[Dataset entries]
** Begin **

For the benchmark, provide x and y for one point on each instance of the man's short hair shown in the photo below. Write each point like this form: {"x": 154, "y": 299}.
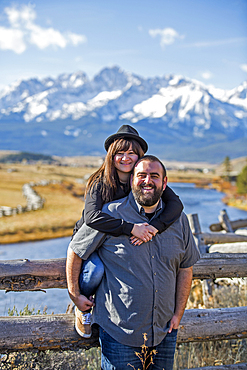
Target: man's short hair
{"x": 151, "y": 158}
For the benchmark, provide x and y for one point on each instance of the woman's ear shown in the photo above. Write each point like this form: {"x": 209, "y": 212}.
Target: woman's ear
{"x": 164, "y": 183}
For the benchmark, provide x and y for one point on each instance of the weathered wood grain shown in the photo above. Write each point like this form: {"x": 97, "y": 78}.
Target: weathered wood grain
{"x": 22, "y": 275}
{"x": 214, "y": 238}
{"x": 219, "y": 265}
{"x": 43, "y": 332}
{"x": 237, "y": 224}
{"x": 240, "y": 366}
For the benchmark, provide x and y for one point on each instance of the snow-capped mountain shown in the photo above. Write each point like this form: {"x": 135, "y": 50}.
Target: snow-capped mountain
{"x": 177, "y": 116}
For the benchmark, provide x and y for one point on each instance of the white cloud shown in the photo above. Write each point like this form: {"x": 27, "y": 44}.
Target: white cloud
{"x": 244, "y": 67}
{"x": 207, "y": 75}
{"x": 205, "y": 44}
{"x": 12, "y": 39}
{"x": 23, "y": 32}
{"x": 168, "y": 35}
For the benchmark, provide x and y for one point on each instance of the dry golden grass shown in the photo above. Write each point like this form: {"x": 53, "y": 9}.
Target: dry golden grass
{"x": 63, "y": 205}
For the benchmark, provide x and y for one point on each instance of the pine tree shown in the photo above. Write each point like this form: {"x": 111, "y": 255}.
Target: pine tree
{"x": 227, "y": 168}
{"x": 242, "y": 181}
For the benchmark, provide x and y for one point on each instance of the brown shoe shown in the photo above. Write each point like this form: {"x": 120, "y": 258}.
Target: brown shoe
{"x": 83, "y": 323}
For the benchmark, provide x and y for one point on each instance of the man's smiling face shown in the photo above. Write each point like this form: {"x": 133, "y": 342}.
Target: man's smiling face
{"x": 148, "y": 183}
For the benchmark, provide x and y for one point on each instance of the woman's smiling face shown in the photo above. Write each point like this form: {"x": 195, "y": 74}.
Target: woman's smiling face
{"x": 124, "y": 160}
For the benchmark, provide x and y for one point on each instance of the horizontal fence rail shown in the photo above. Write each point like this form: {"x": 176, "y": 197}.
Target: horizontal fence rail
{"x": 23, "y": 274}
{"x": 238, "y": 366}
{"x": 42, "y": 332}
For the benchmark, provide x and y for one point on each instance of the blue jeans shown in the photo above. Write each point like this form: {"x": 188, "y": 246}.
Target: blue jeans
{"x": 91, "y": 274}
{"x": 117, "y": 356}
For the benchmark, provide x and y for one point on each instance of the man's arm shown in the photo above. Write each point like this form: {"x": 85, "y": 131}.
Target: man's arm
{"x": 73, "y": 269}
{"x": 183, "y": 286}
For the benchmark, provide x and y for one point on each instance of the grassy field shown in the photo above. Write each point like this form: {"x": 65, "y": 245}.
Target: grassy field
{"x": 63, "y": 201}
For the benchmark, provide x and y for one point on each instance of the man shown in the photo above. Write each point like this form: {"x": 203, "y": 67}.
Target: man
{"x": 145, "y": 287}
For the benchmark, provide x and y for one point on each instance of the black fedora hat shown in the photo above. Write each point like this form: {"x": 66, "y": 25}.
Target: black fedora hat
{"x": 126, "y": 132}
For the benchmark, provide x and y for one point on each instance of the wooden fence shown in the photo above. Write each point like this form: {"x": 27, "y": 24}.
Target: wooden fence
{"x": 41, "y": 332}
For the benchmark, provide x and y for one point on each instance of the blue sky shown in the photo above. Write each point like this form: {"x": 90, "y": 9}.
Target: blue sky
{"x": 200, "y": 39}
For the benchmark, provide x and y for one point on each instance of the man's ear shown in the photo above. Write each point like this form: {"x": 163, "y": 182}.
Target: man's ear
{"x": 164, "y": 183}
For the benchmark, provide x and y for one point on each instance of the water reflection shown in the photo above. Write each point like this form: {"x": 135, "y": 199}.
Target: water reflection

** End **

(Given exercise) Render every line of the items above as a JSON list of strings, one string per line, skipping blank lines. Leave the pictures out.

(Final result)
[
  "For the benchmark, provide x and y for one point on each instance of the man's short hair shown in the photo below. Write each point like this form: {\"x\": 154, \"y\": 299}.",
  "Target: man's short hair",
  "{\"x\": 151, \"y\": 158}",
  "For the benchmark, provide x and y for one point on each instance of the woman's ear shown in the photo above. Write each point like this form: {\"x\": 209, \"y\": 212}.",
  "Target: woman's ear",
  "{\"x\": 164, \"y\": 183}",
  "For the benchmark, provide x and y for one point on each instance of the weathered wood grain shown in the photo above. Write each point like this form: {\"x\": 97, \"y\": 78}.",
  "Target: weathered wood grain",
  "{\"x\": 22, \"y\": 275}",
  "{\"x\": 214, \"y\": 238}",
  "{\"x\": 219, \"y\": 265}",
  "{\"x\": 43, \"y\": 332}",
  "{\"x\": 237, \"y\": 224}",
  "{\"x\": 240, \"y\": 366}",
  "For the benchmark, provide x and y for one point on each instance of the snow-capped mountain shown in the photo above. Write each point like this form: {\"x\": 135, \"y\": 50}.",
  "Target: snow-capped mountain",
  "{\"x\": 177, \"y\": 116}",
  "For the benchmark, provide x and y for one point on each instance of the white cloud shown in the photo above. Write each point like this form: {\"x\": 27, \"y\": 44}.",
  "Target: white cloud",
  "{\"x\": 244, \"y\": 67}",
  "{\"x\": 207, \"y\": 75}",
  "{\"x\": 205, \"y\": 44}",
  "{\"x\": 12, \"y\": 39}",
  "{\"x\": 23, \"y\": 32}",
  "{\"x\": 168, \"y\": 35}",
  "For the benchmark, provide x and y for one point on each instance of the dry golden grass shown in the photo above. Write each point like this form: {\"x\": 53, \"y\": 9}.",
  "Target: dry golden grass",
  "{\"x\": 63, \"y\": 205}",
  "For the benchmark, provide x and y for one point on each instance of the pine tree shown in the photo above. Write each point like this form: {\"x\": 111, \"y\": 255}.",
  "Target: pine tree",
  "{\"x\": 227, \"y\": 168}",
  "{\"x\": 242, \"y\": 181}",
  "For the benchmark, provide x and y for one point on each instance of the brown shoe shown in the photo above. Write each point like this form: {\"x\": 120, \"y\": 258}.",
  "Target: brown shoe",
  "{\"x\": 83, \"y\": 323}",
  "For the benchmark, provide x and y for one point on each instance of the man's smiling face shown in the photo above. Write each point like this form: {\"x\": 133, \"y\": 342}.",
  "Target: man's smiling face",
  "{\"x\": 148, \"y\": 183}",
  "For the benchmark, provide x and y for one point on each instance of the woman's smiling face shown in the photo above. Write each point like this form: {\"x\": 195, \"y\": 74}.",
  "Target: woman's smiling face",
  "{\"x\": 124, \"y\": 160}",
  "For the benchmark, provide x and y for one point on each instance of the horizontal fence rail shown in the photo above. Write each point like this form: {\"x\": 176, \"y\": 197}.",
  "Target: horizontal fence rail",
  "{\"x\": 23, \"y\": 274}",
  "{\"x\": 238, \"y\": 366}",
  "{\"x\": 42, \"y\": 332}",
  "For the benchmark, provide x and y for one point on each instance of the blue jeans shown in the photo above. Write each point like this form: {\"x\": 188, \"y\": 246}.",
  "Target: blue jeans",
  "{\"x\": 91, \"y\": 274}",
  "{\"x\": 117, \"y\": 356}",
  "For the benchmark, provide x and y for one point on each instance of the man's arm shown in the photo above. Write each point like this form: {\"x\": 85, \"y\": 131}.",
  "Target: man's arm",
  "{\"x\": 73, \"y\": 269}",
  "{\"x\": 183, \"y\": 286}",
  "For the benchmark, provide x and y for one point on each instance of the grassy field shown in the photo above. Write each point like this form: {\"x\": 65, \"y\": 245}.",
  "Target: grassy field",
  "{\"x\": 63, \"y\": 201}",
  "For the benchmark, provide x and y for one point on each instance of the man shown in the photo above. Write each point like this form: {\"x\": 203, \"y\": 67}.",
  "Target: man",
  "{\"x\": 145, \"y\": 287}",
  "For the benchmark, provide x and y for one point on each instance of the black fedora hat shown in the photo above. Write each point like this form: {\"x\": 66, \"y\": 25}.",
  "Target: black fedora hat",
  "{\"x\": 126, \"y\": 132}",
  "For the benchmark, provide x and y for one point on each instance of the wooden fence shown in the photo above. Write each point like this form: {\"x\": 27, \"y\": 24}.",
  "Target: wooden fence",
  "{\"x\": 41, \"y\": 332}",
  "For the benchmark, provide x and y for one point on each instance of the blue sky shown in the photo above. Write each point like this form: {\"x\": 90, \"y\": 9}.",
  "Target: blue sky",
  "{\"x\": 200, \"y\": 39}",
  "For the benchmark, provide x and y for one point on each instance of the man's ear shown in the photo above. Write each point like this form: {\"x\": 163, \"y\": 182}.",
  "Target: man's ear",
  "{\"x\": 164, \"y\": 183}",
  "For the benchmark, provide x and y for one point on each instance of the water reflection shown in the photo above. Write each point like this form: {\"x\": 135, \"y\": 199}.",
  "Target: water reflection"
]